- Excerpted records
**********

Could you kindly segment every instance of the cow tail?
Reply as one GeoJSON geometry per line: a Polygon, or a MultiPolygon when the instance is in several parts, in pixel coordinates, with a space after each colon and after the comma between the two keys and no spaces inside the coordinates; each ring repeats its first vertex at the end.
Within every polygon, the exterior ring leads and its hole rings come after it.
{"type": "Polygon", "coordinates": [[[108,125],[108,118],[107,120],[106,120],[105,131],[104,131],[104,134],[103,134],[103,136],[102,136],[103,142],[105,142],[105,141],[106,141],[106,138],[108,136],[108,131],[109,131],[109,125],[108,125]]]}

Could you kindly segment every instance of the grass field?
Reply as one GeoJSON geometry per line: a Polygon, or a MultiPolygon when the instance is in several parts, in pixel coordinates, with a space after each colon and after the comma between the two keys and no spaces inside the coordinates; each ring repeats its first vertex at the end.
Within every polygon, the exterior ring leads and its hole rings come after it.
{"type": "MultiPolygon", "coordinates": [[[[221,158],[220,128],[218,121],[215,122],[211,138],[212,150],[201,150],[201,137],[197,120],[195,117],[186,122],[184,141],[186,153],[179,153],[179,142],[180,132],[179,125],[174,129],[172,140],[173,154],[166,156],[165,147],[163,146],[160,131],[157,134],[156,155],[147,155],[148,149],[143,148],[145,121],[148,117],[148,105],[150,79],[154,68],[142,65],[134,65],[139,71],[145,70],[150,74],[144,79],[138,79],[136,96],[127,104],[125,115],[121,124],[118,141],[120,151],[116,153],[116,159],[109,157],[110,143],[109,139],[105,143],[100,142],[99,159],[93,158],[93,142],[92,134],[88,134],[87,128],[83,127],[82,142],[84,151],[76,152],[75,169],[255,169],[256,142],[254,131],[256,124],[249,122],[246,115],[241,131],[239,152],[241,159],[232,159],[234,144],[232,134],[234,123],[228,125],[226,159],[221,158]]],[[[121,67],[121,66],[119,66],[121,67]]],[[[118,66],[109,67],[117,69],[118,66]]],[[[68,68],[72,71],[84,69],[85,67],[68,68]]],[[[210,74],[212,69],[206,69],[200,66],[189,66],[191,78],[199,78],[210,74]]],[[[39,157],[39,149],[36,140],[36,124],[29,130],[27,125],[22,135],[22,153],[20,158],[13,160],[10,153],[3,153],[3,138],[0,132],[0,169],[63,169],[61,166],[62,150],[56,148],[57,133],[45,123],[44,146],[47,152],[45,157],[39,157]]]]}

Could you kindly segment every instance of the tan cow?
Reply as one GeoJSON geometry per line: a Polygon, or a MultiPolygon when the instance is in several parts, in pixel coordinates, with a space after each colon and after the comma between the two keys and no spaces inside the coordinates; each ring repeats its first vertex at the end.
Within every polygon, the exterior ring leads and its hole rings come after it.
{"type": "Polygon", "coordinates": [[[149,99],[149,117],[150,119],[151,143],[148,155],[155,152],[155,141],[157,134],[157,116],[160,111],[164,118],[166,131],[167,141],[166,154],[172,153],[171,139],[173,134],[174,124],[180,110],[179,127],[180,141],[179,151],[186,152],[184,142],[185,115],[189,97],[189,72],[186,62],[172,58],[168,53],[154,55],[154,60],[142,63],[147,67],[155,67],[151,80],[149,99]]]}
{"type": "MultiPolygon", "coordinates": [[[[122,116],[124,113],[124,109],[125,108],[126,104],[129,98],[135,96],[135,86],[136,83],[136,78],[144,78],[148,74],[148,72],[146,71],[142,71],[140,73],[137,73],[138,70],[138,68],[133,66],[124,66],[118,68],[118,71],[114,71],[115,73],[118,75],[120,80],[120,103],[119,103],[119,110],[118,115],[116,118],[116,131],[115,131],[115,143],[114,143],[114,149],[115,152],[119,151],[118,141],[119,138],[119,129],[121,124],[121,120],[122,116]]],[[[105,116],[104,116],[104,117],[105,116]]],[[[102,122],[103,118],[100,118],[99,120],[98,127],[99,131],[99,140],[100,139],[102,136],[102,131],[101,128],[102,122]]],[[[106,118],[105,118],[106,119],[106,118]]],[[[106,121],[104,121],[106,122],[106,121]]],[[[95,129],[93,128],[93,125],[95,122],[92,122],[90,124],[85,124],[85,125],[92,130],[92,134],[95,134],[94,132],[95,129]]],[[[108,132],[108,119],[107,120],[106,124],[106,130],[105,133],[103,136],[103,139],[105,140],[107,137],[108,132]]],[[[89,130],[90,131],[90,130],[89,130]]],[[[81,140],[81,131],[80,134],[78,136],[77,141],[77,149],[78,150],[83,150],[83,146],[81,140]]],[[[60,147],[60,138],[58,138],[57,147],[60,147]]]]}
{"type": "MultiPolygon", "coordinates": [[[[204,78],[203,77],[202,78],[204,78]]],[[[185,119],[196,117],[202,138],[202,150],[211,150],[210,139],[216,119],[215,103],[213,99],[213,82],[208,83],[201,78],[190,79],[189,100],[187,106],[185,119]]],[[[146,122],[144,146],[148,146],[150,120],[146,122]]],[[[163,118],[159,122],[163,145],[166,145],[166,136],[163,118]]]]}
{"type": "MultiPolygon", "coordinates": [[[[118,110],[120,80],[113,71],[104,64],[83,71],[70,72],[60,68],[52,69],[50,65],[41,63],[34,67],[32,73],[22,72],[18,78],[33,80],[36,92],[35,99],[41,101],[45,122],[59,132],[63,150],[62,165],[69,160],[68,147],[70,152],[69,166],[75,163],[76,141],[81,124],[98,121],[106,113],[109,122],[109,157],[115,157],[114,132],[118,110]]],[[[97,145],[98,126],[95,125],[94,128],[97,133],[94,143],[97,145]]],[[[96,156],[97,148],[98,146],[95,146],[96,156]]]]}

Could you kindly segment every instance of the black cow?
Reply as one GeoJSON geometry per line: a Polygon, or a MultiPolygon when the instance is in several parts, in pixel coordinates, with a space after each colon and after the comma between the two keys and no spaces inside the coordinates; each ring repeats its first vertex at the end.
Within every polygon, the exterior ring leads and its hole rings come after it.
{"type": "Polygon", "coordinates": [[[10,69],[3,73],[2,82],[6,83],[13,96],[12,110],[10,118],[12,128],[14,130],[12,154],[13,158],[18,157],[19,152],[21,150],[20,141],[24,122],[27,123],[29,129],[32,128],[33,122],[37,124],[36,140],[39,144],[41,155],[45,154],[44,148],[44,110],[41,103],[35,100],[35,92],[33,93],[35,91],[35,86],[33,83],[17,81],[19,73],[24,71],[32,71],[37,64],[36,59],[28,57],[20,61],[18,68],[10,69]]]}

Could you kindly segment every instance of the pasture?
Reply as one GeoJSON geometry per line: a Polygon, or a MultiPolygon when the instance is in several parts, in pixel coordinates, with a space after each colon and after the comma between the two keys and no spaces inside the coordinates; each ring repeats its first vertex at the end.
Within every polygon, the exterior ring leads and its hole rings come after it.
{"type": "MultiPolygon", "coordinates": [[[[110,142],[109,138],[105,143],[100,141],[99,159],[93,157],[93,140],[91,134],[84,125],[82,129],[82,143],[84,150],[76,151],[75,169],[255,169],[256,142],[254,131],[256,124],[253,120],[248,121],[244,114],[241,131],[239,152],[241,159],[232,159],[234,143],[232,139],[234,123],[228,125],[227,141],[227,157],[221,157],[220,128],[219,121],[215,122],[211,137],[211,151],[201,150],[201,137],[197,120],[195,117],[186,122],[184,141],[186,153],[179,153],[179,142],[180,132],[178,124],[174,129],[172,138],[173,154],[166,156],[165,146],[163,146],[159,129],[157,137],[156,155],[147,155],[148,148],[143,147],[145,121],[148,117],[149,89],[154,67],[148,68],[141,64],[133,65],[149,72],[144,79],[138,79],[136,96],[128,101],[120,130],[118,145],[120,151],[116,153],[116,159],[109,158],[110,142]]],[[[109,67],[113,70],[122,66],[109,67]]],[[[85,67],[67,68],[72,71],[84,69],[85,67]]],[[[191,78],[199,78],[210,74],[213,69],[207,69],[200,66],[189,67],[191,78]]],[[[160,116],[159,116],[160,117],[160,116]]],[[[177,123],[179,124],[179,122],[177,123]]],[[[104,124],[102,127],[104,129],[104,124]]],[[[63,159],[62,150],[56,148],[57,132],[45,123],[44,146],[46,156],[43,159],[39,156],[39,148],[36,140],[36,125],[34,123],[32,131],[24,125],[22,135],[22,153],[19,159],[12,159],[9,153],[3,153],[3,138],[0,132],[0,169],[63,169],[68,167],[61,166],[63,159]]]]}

**********

Which lines in the rows above contain the word "kindly"? Pick out each one and copy it in full.

Could you kindly segment every instance of the cow tail?
Could you kindly segment every instance of the grass field?
Could you kindly segment every instance of the tan cow?
Could you kindly segment every instance of the black cow?
Could you kindly segment every instance of the pasture?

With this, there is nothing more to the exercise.